Automated Left Ventricle Ischemic Scar Detection in CT Using Deep Neural Networks.

Hugh O'Brien, John Whitaker, Baldeep Singh Sidhu, Justin Gould, Tanja Kurzendorfer, Mark D O'Neill, Ronak Rajani, Karine Grigoryan, Christopher Aldo Rinaldi, Jonathan Taylor, Kawal Rhode, Peter Mountney, Steven Niederer
Author Information
  1. Hugh O'Brien: School of Biomedical Engineering and Imaging Sciences, King's College London, London, United Kingdom.
  2. John Whitaker: School of Biomedical Engineering and Imaging Sciences, King's College London, London, United Kingdom.
  3. Baldeep Singh Sidhu: School of Biomedical Engineering and Imaging Sciences, King's College London, London, United Kingdom.
  4. Justin Gould: School of Biomedical Engineering and Imaging Sciences, King's College London, London, United Kingdom.
  5. Tanja Kurzendorfer: Siemens Healthineers, Forchheim, Germany.
  6. Mark D O'Neill: School of Biomedical Engineering and Imaging Sciences, King's College London, London, United Kingdom.
  7. Ronak Rajani: School of Biomedical Engineering and Imaging Sciences, King's College London, London, United Kingdom.

RECORDS:
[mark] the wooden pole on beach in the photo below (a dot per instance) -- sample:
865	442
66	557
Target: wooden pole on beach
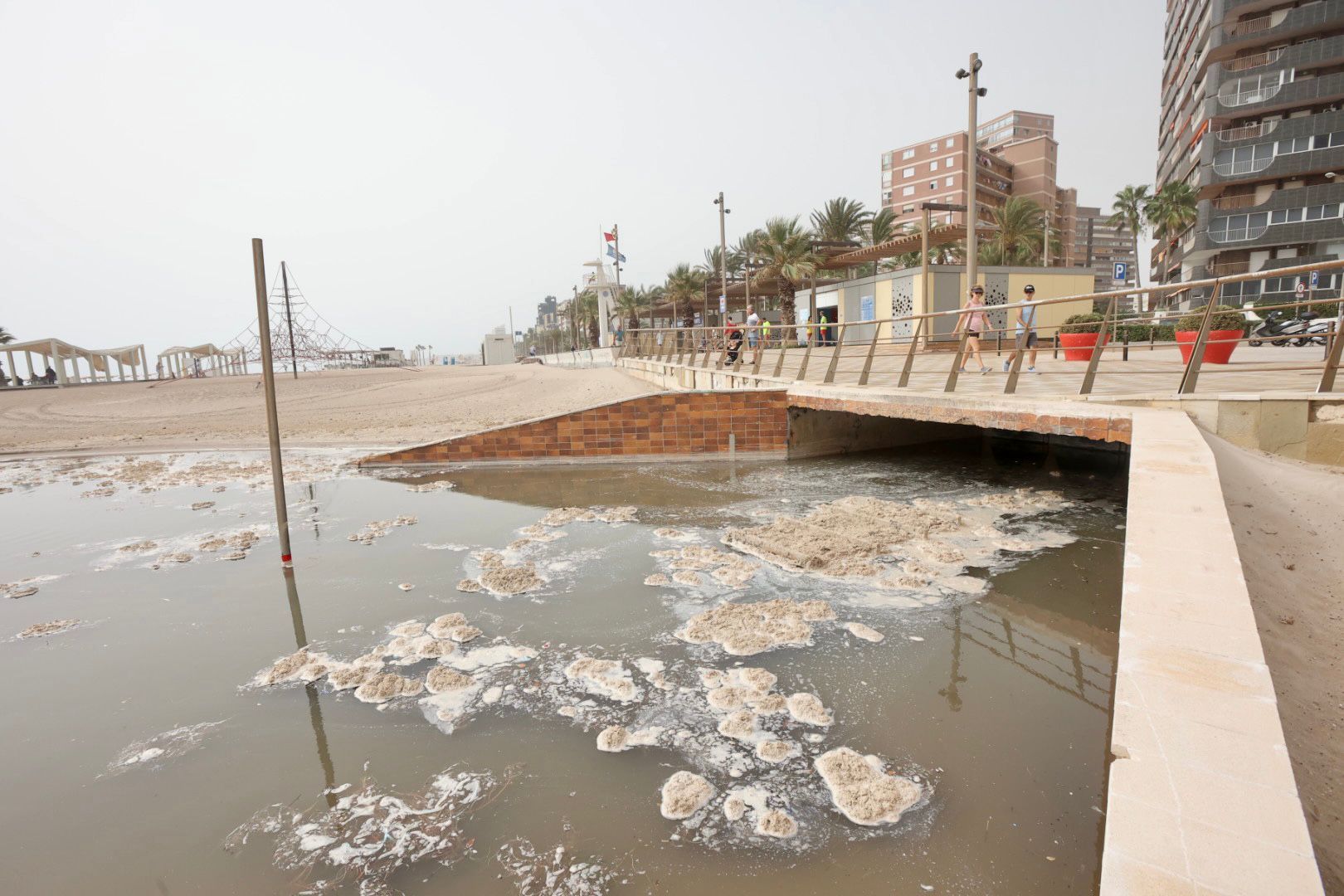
268	373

TASKS TO COMPLETE:
1. According to the article page on CT scar detection, what is Tanja Kurzendorfer's affiliation?
2. Print the text of the article page on CT scar detection, starting with "4. Justin Gould: School" and going on through "Healthineers, Forchheim, Germany.".

RESULTS OF THE EXERCISE:
1. Siemens Healthineers, Forchheim, Germany.

2.
4. Justin Gould: School of Biomedical Engineering and Imaging Sciences, King's College London, London, United Kingdom.
  5. Tanja Kurzendorfer: Siemens Healthineers, Forchheim, Germany.